• [Given records]:
◇ ◇ ◇ ◇ ◇ ◇ ◇
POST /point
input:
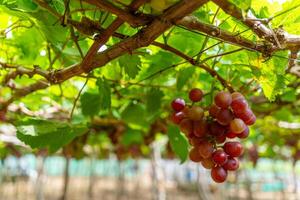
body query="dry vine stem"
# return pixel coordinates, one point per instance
(152, 27)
◇ ◇ ◇ ◇ ◇ ◇ ◇
With the line containing "# return pixel" as the first and the last line above as the final one, copy those lines exactly and no others.

# return pixel coordinates, one point per instance
(152, 27)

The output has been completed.